▶ [DIRECTIONS]: Output the data as a numbered list with blank lines omitted, starting at the first line of the data and ending at the line containing "<point>309,199</point>", both included.

Dataset rows showing where objects appear:
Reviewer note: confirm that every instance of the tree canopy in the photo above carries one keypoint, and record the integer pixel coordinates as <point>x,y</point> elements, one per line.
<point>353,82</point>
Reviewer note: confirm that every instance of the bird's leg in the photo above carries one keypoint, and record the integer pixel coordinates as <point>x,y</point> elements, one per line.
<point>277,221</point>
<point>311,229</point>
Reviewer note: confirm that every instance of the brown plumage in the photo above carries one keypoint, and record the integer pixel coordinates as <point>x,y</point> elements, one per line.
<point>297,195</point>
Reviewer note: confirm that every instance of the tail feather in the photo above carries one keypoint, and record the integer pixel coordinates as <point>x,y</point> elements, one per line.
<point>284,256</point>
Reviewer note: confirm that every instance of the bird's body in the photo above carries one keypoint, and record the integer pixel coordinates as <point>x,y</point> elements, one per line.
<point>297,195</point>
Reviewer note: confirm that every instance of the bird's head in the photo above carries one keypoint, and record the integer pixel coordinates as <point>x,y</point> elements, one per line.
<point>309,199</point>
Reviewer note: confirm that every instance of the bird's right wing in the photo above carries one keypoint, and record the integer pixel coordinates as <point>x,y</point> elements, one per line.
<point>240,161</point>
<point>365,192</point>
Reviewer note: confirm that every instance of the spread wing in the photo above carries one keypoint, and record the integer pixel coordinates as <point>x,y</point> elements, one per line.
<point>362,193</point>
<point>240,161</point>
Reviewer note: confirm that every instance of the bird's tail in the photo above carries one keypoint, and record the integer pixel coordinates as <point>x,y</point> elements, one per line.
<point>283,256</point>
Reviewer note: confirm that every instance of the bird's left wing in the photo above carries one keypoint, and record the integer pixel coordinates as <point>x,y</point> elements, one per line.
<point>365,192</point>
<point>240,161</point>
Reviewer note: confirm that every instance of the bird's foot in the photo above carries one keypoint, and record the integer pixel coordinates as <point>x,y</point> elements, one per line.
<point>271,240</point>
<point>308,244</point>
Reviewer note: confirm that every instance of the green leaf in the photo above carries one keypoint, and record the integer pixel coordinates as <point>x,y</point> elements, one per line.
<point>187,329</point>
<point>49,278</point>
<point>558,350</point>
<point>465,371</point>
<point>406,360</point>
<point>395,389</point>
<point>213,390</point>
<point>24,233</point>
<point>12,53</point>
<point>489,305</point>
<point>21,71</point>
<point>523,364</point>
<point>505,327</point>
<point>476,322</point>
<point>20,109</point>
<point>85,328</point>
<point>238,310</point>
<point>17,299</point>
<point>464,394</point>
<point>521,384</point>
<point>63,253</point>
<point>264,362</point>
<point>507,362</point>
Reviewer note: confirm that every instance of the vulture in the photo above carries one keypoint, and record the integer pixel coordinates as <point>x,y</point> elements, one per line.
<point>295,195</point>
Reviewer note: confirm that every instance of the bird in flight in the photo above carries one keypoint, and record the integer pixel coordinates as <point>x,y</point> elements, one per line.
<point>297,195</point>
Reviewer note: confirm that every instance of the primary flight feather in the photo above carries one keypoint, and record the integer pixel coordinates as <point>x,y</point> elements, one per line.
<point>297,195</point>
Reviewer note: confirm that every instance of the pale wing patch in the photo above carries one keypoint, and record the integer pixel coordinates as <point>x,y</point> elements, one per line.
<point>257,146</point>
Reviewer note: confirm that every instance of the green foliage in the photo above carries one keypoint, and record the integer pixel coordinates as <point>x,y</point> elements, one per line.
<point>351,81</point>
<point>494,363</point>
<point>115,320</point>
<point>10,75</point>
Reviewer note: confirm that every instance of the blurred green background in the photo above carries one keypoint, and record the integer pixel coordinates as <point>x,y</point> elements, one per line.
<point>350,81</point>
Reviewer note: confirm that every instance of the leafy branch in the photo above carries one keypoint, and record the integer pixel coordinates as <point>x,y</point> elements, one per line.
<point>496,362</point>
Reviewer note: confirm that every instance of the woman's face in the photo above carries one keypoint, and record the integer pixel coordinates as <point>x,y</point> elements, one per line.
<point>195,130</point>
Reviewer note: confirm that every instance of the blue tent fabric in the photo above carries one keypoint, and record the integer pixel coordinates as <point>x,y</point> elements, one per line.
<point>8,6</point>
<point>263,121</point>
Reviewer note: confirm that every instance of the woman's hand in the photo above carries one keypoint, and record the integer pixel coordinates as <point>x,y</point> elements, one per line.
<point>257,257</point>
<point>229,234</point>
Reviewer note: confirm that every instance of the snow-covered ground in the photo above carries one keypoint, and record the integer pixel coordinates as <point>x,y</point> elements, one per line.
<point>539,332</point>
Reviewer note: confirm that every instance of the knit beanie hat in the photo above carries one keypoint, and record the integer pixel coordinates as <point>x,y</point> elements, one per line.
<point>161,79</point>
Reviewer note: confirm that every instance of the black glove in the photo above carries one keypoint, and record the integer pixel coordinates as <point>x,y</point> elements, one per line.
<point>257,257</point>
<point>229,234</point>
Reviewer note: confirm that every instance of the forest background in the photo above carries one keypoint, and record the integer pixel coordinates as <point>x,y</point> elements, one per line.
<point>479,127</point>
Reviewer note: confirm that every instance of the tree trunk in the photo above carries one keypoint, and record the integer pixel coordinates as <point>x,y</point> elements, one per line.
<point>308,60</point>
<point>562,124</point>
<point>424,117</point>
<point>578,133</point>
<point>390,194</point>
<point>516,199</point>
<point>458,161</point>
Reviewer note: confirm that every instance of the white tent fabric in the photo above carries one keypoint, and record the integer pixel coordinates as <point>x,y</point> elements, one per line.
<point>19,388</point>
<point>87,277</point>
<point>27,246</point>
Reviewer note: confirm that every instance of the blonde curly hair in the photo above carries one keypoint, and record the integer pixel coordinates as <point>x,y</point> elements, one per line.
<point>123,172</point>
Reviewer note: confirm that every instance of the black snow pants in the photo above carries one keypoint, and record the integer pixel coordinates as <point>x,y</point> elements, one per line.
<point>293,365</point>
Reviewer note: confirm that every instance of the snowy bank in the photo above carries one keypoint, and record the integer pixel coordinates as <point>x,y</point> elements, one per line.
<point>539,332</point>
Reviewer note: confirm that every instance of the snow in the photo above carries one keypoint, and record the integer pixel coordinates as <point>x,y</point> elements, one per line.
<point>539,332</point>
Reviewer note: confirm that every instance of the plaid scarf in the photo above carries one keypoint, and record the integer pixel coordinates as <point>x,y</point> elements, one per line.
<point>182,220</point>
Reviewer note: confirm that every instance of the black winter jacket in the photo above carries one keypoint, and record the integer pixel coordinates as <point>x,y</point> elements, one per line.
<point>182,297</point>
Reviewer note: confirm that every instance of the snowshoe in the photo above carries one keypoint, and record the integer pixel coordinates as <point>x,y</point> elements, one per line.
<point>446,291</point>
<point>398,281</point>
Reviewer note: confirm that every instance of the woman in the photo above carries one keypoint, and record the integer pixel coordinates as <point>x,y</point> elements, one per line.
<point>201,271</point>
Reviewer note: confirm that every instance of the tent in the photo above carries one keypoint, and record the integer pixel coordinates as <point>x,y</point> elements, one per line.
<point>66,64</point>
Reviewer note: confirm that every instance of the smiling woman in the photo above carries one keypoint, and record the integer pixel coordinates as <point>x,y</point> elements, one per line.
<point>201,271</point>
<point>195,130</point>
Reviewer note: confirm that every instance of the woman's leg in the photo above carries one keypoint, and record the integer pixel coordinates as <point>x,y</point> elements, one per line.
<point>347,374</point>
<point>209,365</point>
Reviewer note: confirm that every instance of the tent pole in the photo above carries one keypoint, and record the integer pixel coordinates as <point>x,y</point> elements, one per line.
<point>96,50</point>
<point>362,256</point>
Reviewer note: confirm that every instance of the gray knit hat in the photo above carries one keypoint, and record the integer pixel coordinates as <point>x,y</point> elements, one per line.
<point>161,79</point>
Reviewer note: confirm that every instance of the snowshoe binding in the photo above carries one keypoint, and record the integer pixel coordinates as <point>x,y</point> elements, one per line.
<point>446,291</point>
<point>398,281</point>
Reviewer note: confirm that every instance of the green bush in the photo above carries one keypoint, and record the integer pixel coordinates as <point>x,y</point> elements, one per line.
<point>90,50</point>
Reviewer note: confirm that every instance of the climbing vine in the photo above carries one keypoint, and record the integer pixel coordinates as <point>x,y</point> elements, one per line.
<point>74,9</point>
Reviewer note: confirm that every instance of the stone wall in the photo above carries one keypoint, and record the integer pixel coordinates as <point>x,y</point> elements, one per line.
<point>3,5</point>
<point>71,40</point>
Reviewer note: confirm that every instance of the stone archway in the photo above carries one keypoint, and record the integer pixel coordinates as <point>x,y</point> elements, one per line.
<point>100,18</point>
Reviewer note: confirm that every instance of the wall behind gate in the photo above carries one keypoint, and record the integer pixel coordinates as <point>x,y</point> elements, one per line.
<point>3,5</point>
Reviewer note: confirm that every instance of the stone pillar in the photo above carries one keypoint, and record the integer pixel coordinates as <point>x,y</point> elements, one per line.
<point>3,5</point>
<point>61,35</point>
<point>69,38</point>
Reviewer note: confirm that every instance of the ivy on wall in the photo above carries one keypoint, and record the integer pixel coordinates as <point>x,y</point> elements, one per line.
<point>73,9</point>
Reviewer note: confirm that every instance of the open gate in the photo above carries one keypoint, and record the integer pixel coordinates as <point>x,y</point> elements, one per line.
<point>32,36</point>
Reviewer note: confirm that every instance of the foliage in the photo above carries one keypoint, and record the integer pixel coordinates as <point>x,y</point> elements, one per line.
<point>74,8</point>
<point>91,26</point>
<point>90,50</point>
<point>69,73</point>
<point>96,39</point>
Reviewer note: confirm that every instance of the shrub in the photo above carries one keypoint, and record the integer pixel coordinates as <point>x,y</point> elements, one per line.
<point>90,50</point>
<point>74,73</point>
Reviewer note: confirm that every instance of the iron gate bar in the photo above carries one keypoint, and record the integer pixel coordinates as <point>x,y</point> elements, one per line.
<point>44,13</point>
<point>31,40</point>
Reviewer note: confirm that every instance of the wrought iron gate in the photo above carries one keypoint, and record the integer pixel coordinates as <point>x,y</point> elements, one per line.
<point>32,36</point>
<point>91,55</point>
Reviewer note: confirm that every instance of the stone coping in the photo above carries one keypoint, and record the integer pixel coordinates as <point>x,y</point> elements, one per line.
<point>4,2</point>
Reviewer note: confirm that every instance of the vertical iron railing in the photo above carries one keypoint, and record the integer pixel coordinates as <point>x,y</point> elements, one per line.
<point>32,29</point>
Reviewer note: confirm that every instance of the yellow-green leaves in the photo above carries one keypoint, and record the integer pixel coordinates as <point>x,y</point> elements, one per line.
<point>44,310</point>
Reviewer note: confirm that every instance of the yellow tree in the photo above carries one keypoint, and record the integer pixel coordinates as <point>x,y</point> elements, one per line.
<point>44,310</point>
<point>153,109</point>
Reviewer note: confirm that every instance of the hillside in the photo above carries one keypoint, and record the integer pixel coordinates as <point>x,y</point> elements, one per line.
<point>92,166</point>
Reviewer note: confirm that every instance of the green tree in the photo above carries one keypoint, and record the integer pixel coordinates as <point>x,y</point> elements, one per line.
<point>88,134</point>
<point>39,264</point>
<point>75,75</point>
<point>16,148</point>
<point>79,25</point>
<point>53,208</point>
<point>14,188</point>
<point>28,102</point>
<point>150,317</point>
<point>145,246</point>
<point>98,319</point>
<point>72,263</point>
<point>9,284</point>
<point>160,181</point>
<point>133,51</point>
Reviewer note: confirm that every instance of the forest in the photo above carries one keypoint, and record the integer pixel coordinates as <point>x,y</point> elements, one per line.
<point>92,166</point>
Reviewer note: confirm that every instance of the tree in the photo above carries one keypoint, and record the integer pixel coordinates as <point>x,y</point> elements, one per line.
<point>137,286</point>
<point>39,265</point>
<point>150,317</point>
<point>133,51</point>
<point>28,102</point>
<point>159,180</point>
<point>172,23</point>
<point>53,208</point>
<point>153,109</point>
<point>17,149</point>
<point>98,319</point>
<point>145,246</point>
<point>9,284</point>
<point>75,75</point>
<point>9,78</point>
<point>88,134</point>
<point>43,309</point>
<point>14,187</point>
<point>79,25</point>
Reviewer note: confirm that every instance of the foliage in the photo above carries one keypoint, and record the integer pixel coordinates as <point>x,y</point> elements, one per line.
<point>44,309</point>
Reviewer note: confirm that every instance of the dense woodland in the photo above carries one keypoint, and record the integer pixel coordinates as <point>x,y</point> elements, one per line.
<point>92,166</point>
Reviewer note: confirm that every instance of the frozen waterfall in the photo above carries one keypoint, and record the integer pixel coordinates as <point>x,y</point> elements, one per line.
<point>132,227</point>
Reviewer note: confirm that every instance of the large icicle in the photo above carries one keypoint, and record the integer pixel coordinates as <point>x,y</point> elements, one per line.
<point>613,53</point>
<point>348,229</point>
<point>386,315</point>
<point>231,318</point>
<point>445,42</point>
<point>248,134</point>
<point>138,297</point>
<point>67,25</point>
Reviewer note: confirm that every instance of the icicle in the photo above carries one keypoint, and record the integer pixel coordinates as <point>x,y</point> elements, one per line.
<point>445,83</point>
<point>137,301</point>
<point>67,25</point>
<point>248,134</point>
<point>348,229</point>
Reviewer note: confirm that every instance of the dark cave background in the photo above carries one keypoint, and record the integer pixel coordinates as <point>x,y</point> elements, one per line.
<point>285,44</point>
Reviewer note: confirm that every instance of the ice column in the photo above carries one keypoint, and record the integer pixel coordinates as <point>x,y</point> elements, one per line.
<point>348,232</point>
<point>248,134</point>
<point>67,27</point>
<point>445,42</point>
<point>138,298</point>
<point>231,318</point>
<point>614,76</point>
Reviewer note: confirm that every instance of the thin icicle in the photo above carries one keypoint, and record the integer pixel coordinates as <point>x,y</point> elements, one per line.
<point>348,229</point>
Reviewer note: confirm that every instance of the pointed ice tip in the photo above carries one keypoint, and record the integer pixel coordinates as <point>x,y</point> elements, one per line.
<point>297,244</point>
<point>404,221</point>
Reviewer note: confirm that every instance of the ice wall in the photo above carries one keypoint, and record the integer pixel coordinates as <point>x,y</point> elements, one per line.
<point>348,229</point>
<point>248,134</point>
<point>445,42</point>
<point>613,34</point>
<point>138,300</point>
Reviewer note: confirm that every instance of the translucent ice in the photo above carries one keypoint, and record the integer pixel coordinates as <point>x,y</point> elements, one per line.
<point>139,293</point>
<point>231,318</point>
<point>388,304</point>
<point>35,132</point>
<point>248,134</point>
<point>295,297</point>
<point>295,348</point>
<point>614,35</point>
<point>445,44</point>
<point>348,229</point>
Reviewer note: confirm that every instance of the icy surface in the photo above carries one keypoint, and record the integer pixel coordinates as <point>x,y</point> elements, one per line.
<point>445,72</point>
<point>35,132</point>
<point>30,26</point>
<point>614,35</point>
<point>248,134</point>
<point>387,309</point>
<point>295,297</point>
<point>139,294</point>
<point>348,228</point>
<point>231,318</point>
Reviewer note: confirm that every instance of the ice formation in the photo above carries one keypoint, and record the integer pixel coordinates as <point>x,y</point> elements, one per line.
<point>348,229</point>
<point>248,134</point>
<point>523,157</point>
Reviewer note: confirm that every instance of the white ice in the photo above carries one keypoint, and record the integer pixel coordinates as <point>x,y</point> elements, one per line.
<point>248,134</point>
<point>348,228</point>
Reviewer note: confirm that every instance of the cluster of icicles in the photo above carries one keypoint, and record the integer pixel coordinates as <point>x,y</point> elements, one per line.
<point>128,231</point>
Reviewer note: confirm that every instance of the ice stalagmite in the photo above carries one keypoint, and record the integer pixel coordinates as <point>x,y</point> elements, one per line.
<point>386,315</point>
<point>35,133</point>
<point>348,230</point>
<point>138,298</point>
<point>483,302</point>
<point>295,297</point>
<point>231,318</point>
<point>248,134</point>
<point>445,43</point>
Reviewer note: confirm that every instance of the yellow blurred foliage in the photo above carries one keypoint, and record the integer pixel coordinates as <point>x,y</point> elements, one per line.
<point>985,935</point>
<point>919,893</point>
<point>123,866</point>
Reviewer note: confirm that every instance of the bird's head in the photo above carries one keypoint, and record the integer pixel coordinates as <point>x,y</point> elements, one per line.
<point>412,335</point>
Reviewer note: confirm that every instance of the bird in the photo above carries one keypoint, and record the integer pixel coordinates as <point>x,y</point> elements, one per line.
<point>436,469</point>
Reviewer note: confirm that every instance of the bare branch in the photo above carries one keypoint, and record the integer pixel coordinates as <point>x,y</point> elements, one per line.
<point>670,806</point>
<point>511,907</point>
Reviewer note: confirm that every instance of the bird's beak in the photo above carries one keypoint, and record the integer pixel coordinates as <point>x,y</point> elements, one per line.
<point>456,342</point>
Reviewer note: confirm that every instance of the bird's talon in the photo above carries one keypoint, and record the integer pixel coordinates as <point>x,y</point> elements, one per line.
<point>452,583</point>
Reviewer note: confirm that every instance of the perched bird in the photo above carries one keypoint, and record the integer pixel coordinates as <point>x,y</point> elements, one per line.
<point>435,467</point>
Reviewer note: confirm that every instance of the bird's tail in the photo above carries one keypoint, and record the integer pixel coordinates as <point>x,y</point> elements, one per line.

▶ [TASK ANSWER]:
1. Reviewer note: confirm that every instance of the tree canopy in the photo above carries one keypoint, and record the integer pixel coordinates as <point>x,y</point> elements, one per line.
2. <point>353,82</point>
3. Reviewer note: confirm that every instance of the bird's leg in the photo above carries one keypoint, and record the integer pixel coordinates as <point>x,y</point> elements, one per line.
4. <point>277,221</point>
5. <point>311,229</point>
6. Reviewer note: confirm that every instance of the brown plumage in the photo above carries one keypoint, and record the integer pixel coordinates as <point>x,y</point> elements, one per line.
7. <point>297,195</point>
8. Reviewer note: confirm that every instance of the tail feather in the photo above carries one keypoint, and record the integer pixel coordinates as <point>x,y</point> elements, one per line.
9. <point>284,256</point>
10. Reviewer note: confirm that every instance of the bird's body in the photo above carries one keypoint, and record the integer pixel coordinates as <point>x,y</point> elements, one per line.
11. <point>297,195</point>
12. Reviewer note: confirm that every instance of the bird's head in the photo above carries one keypoint, and record the integer pixel coordinates as <point>x,y</point> elements, one per line.
13. <point>309,199</point>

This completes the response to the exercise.